• **Coordinate labeling data**
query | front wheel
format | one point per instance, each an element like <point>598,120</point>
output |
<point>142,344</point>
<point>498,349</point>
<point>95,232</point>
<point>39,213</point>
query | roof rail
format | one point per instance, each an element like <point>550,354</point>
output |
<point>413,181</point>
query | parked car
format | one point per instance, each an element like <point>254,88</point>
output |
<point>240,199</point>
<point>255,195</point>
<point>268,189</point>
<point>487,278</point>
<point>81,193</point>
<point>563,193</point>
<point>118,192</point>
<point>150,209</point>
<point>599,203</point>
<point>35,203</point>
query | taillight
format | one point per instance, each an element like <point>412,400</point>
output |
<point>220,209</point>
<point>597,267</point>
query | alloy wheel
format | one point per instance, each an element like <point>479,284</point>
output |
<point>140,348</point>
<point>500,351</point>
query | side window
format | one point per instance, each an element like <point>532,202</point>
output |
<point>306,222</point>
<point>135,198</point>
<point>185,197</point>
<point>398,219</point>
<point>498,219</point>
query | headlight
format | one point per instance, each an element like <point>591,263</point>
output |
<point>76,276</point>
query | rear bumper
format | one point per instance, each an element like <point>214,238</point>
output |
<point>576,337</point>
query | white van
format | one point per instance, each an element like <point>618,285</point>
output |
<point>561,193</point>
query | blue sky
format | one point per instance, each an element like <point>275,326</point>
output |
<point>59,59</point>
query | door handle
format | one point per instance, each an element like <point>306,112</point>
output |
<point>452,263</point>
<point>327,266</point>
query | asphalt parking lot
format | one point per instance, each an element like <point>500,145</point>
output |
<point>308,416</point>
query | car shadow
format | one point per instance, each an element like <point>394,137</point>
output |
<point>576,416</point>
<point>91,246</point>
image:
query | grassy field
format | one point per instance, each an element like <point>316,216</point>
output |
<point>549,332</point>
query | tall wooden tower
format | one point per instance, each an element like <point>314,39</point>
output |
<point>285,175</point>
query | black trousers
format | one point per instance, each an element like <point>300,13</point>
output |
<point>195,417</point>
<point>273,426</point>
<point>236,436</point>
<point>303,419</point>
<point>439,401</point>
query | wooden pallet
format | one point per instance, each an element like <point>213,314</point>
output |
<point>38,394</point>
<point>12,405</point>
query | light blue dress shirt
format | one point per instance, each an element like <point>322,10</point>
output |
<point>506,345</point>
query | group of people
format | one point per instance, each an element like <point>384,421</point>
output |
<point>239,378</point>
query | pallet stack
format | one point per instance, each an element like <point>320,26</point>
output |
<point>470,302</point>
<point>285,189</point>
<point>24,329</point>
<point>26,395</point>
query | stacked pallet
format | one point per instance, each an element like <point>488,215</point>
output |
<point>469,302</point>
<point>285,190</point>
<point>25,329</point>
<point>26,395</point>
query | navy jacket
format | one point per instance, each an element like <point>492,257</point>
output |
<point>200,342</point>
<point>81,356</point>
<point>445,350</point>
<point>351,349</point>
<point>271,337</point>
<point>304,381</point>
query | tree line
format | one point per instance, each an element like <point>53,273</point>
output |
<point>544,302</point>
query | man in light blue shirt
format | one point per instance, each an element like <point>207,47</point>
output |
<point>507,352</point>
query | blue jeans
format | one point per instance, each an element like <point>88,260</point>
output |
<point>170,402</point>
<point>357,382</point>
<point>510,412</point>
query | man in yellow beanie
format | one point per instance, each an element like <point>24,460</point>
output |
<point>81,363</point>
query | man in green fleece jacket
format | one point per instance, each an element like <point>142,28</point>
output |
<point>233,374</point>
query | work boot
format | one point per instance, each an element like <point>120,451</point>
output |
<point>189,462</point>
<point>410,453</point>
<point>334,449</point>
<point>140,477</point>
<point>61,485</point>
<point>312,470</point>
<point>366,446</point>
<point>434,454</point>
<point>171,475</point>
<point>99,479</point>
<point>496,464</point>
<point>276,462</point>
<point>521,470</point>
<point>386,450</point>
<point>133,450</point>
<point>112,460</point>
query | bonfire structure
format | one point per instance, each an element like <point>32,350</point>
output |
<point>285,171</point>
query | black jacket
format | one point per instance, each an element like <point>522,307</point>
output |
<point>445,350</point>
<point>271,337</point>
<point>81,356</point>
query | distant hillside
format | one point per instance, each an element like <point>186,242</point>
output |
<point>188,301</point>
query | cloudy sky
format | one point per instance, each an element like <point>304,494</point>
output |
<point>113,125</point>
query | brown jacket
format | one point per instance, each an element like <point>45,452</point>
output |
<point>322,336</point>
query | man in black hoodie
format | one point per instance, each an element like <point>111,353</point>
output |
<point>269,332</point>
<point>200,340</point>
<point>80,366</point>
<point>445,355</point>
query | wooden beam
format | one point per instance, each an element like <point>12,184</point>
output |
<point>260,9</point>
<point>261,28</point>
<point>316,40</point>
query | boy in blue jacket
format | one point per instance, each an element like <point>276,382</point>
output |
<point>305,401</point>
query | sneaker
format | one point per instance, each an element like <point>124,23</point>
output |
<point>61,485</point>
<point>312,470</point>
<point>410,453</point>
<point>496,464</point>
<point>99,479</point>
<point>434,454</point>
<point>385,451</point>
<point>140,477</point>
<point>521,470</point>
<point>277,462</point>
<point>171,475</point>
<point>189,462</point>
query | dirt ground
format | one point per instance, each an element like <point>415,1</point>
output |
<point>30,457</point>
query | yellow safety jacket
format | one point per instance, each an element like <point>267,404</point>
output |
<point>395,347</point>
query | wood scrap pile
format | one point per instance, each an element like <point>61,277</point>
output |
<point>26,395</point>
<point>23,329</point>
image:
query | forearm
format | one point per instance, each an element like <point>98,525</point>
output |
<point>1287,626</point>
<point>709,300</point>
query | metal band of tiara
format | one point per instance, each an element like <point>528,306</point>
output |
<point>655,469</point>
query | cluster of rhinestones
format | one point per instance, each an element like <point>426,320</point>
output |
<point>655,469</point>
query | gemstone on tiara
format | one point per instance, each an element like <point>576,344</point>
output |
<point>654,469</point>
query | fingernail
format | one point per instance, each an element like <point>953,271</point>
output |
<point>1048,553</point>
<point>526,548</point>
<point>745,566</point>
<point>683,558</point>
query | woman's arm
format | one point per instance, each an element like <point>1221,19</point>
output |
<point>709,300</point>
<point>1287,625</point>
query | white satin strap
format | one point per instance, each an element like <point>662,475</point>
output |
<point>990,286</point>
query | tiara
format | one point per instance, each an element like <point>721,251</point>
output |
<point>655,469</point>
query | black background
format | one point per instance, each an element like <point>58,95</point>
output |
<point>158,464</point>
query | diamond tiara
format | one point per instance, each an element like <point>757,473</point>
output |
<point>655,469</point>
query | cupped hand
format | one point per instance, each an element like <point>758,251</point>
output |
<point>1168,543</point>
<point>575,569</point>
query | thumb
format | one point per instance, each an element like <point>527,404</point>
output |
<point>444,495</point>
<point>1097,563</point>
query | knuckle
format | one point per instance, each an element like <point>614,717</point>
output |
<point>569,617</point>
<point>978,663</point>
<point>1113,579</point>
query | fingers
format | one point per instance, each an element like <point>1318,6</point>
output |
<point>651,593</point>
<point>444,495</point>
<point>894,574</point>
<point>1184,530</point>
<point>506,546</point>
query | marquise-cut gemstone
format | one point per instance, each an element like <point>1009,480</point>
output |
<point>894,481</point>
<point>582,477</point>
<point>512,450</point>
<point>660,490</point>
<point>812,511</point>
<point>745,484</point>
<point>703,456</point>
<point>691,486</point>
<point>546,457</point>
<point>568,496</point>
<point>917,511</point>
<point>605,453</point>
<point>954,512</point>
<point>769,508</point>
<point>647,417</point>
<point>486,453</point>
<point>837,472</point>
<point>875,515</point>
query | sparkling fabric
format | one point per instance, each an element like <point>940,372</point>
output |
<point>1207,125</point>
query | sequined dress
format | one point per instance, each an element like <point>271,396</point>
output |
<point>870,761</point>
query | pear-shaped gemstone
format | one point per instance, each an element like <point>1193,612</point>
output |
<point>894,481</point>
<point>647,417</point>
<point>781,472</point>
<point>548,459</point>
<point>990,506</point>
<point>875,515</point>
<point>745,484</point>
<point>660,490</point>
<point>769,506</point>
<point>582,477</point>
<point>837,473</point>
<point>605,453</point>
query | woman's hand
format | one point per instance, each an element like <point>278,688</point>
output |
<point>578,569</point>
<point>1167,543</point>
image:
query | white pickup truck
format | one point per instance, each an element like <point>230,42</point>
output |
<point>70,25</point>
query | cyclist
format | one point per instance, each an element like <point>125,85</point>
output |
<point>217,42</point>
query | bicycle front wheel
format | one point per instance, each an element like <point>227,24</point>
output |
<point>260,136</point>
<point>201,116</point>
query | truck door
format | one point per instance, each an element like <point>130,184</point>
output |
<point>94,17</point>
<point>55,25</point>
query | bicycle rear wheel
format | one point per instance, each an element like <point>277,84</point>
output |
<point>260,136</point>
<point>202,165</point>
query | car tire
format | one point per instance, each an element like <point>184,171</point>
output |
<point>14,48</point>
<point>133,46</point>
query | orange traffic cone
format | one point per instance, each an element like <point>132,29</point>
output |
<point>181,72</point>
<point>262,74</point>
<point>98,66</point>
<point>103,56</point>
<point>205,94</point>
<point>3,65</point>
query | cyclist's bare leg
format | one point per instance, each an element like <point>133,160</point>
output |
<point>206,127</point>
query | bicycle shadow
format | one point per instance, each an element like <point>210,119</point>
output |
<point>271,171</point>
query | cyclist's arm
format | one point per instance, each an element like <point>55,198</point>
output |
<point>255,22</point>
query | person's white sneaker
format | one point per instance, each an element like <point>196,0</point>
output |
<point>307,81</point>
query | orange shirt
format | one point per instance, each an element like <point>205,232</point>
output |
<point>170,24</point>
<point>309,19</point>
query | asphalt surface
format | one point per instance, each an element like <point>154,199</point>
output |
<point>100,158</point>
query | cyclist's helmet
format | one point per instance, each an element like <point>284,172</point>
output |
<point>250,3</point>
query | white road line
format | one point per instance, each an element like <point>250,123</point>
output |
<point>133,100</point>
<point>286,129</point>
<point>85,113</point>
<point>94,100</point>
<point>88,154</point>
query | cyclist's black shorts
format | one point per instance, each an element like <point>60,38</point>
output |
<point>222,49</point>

• **GIVEN TASK**
Start at the line that has "query | boy in blue jacket" and stop after the line that has "<point>305,401</point>". Write those lines again with "blue jacket" swapped for "red jacket" and nothing else changed.

• **EXERCISE RESPONSE**
query | boy in red jacket
format | one point per instance, each an element like <point>276,382</point>
output |
<point>305,401</point>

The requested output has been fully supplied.